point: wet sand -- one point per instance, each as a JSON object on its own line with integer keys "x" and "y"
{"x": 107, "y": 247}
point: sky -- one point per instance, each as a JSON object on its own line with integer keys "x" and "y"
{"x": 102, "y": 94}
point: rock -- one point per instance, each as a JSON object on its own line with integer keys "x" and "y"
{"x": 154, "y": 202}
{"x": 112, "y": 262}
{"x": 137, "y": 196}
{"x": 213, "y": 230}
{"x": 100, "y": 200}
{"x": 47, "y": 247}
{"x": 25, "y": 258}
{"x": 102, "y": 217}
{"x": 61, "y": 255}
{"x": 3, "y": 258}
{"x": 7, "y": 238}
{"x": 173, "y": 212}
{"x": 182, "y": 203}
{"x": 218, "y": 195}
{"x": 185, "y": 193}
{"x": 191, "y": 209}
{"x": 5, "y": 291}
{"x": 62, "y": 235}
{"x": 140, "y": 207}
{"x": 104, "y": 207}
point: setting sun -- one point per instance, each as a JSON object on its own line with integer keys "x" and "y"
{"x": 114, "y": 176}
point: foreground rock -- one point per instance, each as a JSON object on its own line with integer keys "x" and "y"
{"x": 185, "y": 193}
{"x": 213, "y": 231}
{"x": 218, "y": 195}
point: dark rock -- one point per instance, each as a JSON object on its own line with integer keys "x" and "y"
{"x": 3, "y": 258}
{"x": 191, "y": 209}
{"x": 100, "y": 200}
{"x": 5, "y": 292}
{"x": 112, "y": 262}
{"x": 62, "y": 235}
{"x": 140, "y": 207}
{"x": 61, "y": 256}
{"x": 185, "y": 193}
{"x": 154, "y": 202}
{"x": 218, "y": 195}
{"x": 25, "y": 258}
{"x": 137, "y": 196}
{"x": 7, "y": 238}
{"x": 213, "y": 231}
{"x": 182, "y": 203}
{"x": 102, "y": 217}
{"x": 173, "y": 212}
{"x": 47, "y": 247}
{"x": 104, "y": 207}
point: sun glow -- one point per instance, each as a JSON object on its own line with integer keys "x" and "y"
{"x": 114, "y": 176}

**About this exercise**. Skip every line before the one containing "point: sun glow". Retype that line and the rest through the last one exactly as they stand in the listing.

**Result**.
point: sun glow -- one point per instance, each as a JSON object on its own line with integer keys "x" and "y"
{"x": 114, "y": 176}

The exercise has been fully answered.